(Referring expression pointing data)
========================================================================
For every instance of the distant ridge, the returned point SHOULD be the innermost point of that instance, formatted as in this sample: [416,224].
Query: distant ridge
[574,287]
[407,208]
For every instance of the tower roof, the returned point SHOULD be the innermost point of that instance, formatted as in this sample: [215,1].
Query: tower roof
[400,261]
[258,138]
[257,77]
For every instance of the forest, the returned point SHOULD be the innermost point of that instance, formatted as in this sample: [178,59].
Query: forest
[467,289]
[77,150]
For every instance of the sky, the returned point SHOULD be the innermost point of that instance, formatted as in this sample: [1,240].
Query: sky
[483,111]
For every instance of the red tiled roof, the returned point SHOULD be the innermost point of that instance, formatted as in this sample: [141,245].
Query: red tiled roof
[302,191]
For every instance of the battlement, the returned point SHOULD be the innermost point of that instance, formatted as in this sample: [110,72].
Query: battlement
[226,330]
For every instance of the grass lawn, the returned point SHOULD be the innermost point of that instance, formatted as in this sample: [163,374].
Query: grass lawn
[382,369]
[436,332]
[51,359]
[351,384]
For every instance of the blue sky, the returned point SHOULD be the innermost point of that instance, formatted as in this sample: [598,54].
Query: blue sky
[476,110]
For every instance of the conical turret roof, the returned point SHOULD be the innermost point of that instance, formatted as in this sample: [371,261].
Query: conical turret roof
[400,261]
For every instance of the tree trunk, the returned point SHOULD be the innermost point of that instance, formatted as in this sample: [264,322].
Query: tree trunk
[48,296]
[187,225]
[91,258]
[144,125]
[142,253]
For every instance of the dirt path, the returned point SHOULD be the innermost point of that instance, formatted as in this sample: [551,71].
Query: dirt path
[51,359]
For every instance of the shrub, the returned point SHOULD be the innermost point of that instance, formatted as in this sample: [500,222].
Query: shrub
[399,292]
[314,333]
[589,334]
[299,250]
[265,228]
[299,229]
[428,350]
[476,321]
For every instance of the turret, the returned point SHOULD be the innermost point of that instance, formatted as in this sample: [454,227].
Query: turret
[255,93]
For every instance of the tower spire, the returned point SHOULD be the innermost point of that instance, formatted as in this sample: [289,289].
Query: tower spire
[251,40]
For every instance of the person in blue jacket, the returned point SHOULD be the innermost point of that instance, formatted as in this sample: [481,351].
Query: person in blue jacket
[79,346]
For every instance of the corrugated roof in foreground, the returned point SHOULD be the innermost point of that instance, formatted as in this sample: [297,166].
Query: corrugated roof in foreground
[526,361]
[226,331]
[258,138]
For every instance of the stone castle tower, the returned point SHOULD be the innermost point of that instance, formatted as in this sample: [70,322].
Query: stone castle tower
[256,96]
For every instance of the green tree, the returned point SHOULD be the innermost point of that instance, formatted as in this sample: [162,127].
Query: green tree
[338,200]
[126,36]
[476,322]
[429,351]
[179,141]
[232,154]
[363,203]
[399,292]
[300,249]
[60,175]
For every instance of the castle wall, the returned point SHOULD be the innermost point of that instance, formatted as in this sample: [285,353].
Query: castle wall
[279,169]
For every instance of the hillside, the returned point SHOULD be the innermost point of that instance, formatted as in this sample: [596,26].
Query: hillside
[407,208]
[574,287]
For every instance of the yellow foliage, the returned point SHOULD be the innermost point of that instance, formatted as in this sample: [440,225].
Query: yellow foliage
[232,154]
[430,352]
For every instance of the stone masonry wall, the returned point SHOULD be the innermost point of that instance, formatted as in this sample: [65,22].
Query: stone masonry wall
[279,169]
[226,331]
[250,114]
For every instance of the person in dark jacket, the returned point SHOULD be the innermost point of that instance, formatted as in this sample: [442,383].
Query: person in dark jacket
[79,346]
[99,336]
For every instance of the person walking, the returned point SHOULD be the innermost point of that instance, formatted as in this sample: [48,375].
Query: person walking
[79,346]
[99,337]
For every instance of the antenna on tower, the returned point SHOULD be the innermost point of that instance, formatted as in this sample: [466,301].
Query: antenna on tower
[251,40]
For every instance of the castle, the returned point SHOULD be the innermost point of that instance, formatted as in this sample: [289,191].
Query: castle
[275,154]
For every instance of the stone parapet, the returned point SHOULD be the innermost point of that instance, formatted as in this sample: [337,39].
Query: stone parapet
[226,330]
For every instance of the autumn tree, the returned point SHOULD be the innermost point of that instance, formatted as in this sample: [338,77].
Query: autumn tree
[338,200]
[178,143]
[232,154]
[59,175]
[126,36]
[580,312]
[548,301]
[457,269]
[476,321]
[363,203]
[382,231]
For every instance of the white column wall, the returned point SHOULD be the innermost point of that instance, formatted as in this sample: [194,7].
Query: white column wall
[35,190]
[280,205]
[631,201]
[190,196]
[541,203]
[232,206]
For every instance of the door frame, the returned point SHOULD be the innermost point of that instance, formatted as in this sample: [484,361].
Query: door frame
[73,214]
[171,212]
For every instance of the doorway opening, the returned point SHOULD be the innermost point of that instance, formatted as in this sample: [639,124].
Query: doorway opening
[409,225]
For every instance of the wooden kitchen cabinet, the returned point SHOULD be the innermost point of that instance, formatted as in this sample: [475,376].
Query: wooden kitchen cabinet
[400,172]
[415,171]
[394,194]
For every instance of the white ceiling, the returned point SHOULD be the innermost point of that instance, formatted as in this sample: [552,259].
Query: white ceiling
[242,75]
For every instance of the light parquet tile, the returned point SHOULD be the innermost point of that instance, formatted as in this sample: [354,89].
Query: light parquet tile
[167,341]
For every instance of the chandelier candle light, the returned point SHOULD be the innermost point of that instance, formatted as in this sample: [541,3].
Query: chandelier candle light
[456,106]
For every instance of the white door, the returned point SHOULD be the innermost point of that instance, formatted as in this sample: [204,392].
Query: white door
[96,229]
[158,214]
========================================================================
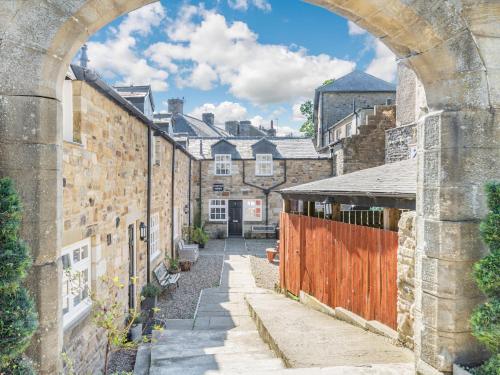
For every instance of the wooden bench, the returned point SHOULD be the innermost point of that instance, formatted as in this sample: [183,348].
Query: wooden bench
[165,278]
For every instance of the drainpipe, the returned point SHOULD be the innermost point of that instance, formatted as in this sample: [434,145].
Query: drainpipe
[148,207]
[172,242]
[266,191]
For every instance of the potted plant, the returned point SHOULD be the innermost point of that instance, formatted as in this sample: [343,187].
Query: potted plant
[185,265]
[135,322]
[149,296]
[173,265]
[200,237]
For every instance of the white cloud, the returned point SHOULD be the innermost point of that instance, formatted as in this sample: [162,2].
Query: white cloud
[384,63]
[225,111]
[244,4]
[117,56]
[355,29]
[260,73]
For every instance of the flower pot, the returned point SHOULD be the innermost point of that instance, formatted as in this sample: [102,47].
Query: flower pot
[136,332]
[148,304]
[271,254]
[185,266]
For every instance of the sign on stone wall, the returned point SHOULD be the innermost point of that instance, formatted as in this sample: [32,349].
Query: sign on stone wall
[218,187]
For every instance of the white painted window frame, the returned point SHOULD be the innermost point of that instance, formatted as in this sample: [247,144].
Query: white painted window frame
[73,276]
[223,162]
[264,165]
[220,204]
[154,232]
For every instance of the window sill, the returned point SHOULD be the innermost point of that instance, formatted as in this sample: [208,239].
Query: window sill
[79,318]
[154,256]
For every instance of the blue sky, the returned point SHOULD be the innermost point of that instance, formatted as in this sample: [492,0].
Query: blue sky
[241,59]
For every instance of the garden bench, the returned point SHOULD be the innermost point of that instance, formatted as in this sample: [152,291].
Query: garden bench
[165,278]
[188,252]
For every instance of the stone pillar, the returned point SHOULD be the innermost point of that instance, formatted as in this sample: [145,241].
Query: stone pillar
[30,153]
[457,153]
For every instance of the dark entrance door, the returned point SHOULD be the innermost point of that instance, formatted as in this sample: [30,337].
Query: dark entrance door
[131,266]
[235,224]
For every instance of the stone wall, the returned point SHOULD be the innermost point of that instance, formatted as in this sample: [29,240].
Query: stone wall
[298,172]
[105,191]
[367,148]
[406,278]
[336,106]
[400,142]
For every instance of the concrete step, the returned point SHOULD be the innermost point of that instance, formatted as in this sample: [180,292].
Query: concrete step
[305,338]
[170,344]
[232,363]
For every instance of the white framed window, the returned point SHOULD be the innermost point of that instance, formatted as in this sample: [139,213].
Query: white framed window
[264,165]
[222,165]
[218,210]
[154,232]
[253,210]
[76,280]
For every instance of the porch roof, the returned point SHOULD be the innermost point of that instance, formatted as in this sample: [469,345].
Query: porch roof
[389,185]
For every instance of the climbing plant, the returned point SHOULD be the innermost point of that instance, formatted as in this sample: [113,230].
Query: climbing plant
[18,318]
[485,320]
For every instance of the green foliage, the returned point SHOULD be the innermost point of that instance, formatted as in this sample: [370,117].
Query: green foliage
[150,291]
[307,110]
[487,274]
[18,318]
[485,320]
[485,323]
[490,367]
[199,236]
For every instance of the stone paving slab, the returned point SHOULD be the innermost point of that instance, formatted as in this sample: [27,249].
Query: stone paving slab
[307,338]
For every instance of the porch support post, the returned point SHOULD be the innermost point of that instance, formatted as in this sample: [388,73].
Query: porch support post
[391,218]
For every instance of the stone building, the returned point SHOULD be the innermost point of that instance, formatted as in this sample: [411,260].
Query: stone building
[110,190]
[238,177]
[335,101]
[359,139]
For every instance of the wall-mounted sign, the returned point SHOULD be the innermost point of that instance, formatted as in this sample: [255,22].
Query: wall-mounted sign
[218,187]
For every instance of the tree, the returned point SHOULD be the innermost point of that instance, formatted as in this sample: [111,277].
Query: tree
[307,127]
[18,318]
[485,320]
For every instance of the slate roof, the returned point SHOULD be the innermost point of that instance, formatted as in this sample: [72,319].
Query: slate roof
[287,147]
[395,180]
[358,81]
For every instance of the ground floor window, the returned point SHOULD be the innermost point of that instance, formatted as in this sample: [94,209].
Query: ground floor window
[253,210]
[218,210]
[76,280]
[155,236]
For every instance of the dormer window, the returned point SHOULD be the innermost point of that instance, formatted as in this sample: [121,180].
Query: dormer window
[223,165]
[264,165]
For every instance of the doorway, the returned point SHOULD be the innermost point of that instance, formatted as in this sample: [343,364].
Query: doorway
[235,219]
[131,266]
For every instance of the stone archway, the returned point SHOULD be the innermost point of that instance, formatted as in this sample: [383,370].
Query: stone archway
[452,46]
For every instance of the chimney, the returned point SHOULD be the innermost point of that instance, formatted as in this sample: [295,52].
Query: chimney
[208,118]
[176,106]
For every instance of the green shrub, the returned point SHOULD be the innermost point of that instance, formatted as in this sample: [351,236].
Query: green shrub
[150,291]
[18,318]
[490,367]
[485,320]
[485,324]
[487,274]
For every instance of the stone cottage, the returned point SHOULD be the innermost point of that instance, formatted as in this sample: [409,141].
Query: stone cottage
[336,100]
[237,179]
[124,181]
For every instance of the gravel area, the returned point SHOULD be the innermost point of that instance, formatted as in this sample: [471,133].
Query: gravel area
========================================================================
Extract from the records above the lines from the one containing "Query: green shrub" to the one containing "Query: gravel area", both lines included, exactly as they appear and with nothing else.

Answer section:
Query: green shrub
[150,291]
[18,318]
[490,367]
[485,320]
[485,324]
[487,274]
For every instance of the stone cottage, the returned point SHOULD be the innermost point of that instance, formatted as in this sample: [409,141].
Query: stone cottage
[336,100]
[237,179]
[124,181]
For every instance of the gravel area, the returned point SHOULD be the innermost point of that instance, formatted as in this sample: [471,133].
Query: gravel area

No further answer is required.